→ Try it: The response should consist of every line below, unchanged.

→ Data to examine:
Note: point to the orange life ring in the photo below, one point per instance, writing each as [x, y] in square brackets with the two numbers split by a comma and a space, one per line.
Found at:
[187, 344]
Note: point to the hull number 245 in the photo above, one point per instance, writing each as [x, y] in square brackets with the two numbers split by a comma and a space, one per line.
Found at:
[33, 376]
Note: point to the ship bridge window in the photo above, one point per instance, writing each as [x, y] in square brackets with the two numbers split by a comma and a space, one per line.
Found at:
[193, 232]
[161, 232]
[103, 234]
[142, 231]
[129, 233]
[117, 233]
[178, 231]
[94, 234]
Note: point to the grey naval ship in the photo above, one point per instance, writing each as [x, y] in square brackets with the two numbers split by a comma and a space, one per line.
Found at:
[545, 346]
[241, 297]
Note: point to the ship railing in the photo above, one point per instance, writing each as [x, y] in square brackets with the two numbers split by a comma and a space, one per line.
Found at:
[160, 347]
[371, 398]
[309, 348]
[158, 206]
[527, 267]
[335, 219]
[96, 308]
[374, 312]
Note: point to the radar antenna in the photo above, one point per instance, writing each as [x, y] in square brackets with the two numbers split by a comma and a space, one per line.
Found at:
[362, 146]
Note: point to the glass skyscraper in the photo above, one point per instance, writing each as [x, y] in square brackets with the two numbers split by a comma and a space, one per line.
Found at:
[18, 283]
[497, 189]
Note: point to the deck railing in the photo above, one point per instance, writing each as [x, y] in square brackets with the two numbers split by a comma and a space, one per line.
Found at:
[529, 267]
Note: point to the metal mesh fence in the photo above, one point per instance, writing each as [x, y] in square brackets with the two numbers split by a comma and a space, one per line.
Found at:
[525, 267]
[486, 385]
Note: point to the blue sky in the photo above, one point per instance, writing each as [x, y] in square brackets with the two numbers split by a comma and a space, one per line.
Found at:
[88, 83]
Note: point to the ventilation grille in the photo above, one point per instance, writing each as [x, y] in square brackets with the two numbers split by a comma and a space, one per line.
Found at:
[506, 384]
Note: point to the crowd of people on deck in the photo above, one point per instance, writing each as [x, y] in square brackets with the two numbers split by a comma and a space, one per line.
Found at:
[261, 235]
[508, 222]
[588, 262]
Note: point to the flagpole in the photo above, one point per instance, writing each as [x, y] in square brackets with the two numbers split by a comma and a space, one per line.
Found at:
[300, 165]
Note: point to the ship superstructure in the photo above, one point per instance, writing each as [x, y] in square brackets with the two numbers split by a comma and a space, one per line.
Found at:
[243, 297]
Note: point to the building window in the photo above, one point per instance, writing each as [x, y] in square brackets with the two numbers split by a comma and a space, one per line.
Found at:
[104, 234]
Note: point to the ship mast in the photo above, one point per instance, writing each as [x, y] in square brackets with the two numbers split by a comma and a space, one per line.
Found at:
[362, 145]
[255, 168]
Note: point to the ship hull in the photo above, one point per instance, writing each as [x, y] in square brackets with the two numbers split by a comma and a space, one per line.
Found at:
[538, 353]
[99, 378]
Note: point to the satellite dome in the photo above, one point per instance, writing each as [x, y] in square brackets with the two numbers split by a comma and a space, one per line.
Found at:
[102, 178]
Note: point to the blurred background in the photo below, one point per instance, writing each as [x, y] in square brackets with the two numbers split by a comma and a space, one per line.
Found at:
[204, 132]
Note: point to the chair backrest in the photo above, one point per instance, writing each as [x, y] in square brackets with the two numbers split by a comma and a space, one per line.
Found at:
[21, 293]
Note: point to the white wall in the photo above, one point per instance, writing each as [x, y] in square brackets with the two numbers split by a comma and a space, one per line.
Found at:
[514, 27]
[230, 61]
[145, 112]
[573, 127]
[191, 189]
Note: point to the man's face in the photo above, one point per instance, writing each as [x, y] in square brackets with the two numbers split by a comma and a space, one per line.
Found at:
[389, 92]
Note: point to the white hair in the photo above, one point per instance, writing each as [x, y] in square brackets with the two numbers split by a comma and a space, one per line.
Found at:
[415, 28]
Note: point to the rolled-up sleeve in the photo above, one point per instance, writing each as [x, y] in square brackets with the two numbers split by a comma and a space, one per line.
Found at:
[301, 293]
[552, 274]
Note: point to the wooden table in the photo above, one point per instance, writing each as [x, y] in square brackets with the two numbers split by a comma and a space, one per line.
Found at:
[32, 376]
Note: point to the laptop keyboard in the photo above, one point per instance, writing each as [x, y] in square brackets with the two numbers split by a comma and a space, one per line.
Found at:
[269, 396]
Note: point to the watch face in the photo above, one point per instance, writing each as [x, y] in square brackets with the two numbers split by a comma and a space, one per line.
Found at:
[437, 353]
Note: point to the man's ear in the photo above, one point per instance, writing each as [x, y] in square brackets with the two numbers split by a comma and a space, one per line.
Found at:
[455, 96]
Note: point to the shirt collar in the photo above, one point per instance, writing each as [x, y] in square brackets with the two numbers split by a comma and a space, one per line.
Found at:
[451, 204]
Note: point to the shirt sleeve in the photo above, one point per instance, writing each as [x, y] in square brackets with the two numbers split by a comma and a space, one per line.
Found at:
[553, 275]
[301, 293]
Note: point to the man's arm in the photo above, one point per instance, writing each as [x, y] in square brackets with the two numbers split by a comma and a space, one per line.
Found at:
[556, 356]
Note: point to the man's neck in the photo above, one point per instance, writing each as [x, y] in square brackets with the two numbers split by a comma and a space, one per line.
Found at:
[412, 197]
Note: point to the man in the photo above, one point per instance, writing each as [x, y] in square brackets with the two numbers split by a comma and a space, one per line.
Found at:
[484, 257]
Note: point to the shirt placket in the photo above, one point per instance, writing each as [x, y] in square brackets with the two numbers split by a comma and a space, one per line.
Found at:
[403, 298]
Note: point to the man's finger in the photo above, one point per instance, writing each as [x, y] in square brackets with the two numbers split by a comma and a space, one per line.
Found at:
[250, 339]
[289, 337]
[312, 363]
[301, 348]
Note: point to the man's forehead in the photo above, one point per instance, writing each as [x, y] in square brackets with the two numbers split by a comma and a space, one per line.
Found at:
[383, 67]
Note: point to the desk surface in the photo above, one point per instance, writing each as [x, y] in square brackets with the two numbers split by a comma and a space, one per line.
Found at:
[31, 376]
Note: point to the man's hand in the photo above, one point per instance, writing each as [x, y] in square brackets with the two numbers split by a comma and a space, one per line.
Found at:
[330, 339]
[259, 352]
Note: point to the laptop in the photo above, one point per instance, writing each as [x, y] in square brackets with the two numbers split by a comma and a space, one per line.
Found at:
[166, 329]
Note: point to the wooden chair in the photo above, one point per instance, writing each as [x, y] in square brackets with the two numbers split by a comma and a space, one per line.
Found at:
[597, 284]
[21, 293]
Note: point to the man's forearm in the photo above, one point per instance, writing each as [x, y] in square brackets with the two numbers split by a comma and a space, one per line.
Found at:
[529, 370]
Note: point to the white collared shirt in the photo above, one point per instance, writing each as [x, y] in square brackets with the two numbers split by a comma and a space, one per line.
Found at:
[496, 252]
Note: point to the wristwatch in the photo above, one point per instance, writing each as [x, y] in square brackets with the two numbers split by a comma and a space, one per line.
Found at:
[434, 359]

→ Answer to the exercise:
Note: point to the orange life ring in the photo below, one point per instance, writing each as [x, y] in square brackets with the two numbers split by a comma and a space, one per line.
Found at:
[187, 344]
Note: point to the hull number 245 in the photo above, one point per instance, writing each as [x, y] in square brackets with the two numbers split by a comma and a space, one per line.
Found at:
[33, 376]
Note: point to the ship bridge window in the photo above, one point per instance, writing each as [x, y] in square brackets with the two numbers split by a comma and a space, one per line.
Found at:
[193, 232]
[161, 232]
[103, 234]
[142, 231]
[129, 233]
[117, 233]
[178, 231]
[94, 234]
Note: point to the grey naval ship in the photo above, one point per instance, writing each as [x, y] in square brackets with the two numbers split by a comma and a space, one per line.
Found at:
[545, 346]
[241, 297]
Note: point to the ship railing in the photo above, one point per instance, writing each as [x, y] in square brackets with the two numbers split by a comma and a space, one per line.
Found at:
[160, 347]
[371, 398]
[309, 348]
[158, 206]
[527, 267]
[335, 219]
[96, 308]
[374, 312]
Note: point to the radar antenna in the photo above, one point per instance, writing each as [x, y] in square brackets with the two numbers split by a comma and a space, one per line.
Found at:
[362, 146]
Note: point to the glass skyscraper in the photo above, one point per instance, writing each as [x, y] in square brackets with the two numbers split by a comma and a space, one per line.
Found at:
[18, 283]
[497, 189]
Note: point to the deck railing in the photo above, one point per instance, writing each as [x, y] in square brackets with the two numbers split by a comma and a space, one per line.
Found at:
[529, 267]
Note: point to the metal mesh fence in the photo above, one point per instance, writing each as [x, y] in square brackets with the two numbers split by a comma and a space, one per line.
Found at:
[525, 267]
[486, 385]
Note: point to the blue sky in the photo above, one point per instance, writing each as [x, y] in square brackets with the two numbers split by a comma and a space, one per line.
Found at:
[88, 83]
Note: point to the ventilation grille in the photo above, one point per instance, writing each as [x, y] in square brackets with the two numbers split by a comma and a space, one per line.
Found at:
[506, 384]
Note: point to the crowd of people on deck in the photo above, one point per instance, writing each as [x, y] in square brackets with the two numbers split by a comma and a space, one per line.
Found at:
[261, 235]
[508, 222]
[588, 262]
Note: point to the flagpole in the photo above, one point per instance, writing each as [x, y] in square brackets with the two numbers split by a comma and a space, one per line.
Found at:
[300, 165]
Note: point to the ship superstructure in the photo above, one point per instance, writing each as [x, y] in square brackets with the two numbers split by a comma and a space, one per line.
Found at:
[243, 297]
Note: point to the building window in the photo above, one point per instance, writing each as [x, y] in square brackets with the two numbers split by a comma and a space, one per line.
Found at:
[104, 234]
Note: point to the ship mast in the photo above, one point per instance, writing each as [x, y] in square brackets with the two numbers split by a comma and a space, one per line.
Found at:
[362, 145]
[255, 168]
Note: point to the ship hull in the photo above, one point per instance, writing each as [x, y] in square brackets with the two numbers split by a comma and a space, one per line.
Found at:
[538, 353]
[99, 378]
Note: point to the satellite dome in the photo above, one point per instance, writing each as [x, y] in square brackets with the two numbers split by a comma and a space, one per line.
Found at:
[102, 178]
Note: point to the blurred background in the photo below, one point per instance, writing each as [x, y] in square brackets with the two numbers split by a comma and a space, one per line.
Found at:
[204, 132]
Note: point to the chair backrest in the photo above, one point per instance, writing each as [x, y] in square brackets with the two numbers split by a comma and a space, one per line.
Found at:
[21, 293]
Note: point to the white wall in the photo above, one point per instance, writing each as [x, y] in square brackets with the two numbers split by a comma and a space, one per line.
Found at:
[514, 27]
[230, 61]
[145, 112]
[573, 127]
[191, 189]
Note: point to the man's face in the photo above, one point per instance, writing each as [x, y] in square brackets with the two numbers split by a comma and a space, one per line.
Found at:
[389, 92]
Note: point to the white hair in the photo above, one point per instance, writing each as [x, y] in square brackets with the two numbers split by a comma and a space, one per line.
Found at:
[415, 28]
Note: point to the rolled-up sleeve in the photo above, one point per instance, writing each as [x, y] in square brackets with the two numbers split by a comma and a space, one per line.
Found at:
[301, 293]
[552, 274]
Note: point to the wooden table in the photo above, one point per instance, writing each as [x, y] in square brackets with the two numbers split by a comma and a space, one per line.
Found at:
[32, 376]
Note: point to the laptop keyboard in the photo above, one point per instance, writing each as [x, y] in square brackets with the two numbers split by a comma and a space, one per line.
Found at:
[269, 396]
Note: point to the watch face in the photo above, one point per instance, writing each as [x, y] in square brackets with the two numbers split by a comma and a space, one per line.
Found at:
[437, 353]
Note: point to the man's ear in the photo above, one point per instance, writing each as [x, y] in square brackets with the two numbers split by a comma and a space, one per line.
Found at:
[455, 96]
Note: point to the shirt collar in the photo above, one point per instance, writing each as [x, y] in square brackets with the two numbers split by a comma and a space, one per line.
Found at:
[451, 204]
Note: point to the shirt sleeve in the photo above, one point per instance, writing each as [x, y] in square brackets with the two numbers split by a comma and a space, one per line.
Found at:
[553, 275]
[301, 293]
Note: point to the man's arm in the photo above, one point per instance, writing each as [x, y] in square brackets with the two numbers split by a comma and a space, one per line.
Found at:
[556, 356]
Note: point to the man's neck in the photo above, one point per instance, writing each as [x, y] in square brackets with the two numbers split by a comma and a space, one per line.
Found at:
[412, 197]
Note: point to the man in the photo above, one point per instance, writing each as [x, y] in square brackets with the two numbers split by a comma and a space, one per line.
Found at:
[484, 257]
Note: point to the shirt placket in the photo above, one point per instance, writing each as [x, y] in square brackets with the two numbers split by a comma and a space, one per line.
Found at:
[403, 298]
Note: point to the man's finger in the photo above, one point per instance, writing each as [x, y] in square brackets with the two numbers split by a comma and a space, one per line.
Found at:
[250, 339]
[289, 337]
[312, 363]
[301, 348]
Note: point to the man's forehead in the photo above, one point per instance, writing each as [x, y] in square brackets with the two numbers split by a comma and a space, one per line.
Found at:
[383, 67]
Note: point to the desk surface in the photo above, one point per instance, writing each as [x, y] in square brackets with the two numbers split by a comma and a space, one per line.
Found at:
[31, 376]
Note: point to the man's hand in the photo above, one point per instance, writing each as [x, y] in square brackets with the two numbers split by a comma and a space, one per line.
Found at:
[330, 339]
[259, 352]
Note: point to the laptop in the photo above, one point per instance, writing each as [x, y] in square brackets with the two numbers split by a comma and a space, one per line.
Found at:
[166, 329]
Note: point to the wooden chair in the photo above, one point per instance, writing each as [x, y] in square brackets with the two numbers split by a comma and a space, one per line.
Found at:
[597, 284]
[21, 293]
Note: point to the man's forearm in the photo above, one point per instance, writing each as [x, y] in square brackets with the two numbers split by a comma and a space, one per line.
Found at:
[529, 370]
Note: point to the white collared shirt in the photo above, one point per instance, writing each as [x, y] in square brackets with the two numbers split by a comma and a space, one per line.
Found at:
[496, 252]
Note: point to the wristwatch in the photo above, one point per instance, writing each as [x, y] in square brackets with the two numbers split by a comma and a space, one per line.
Found at:
[434, 359]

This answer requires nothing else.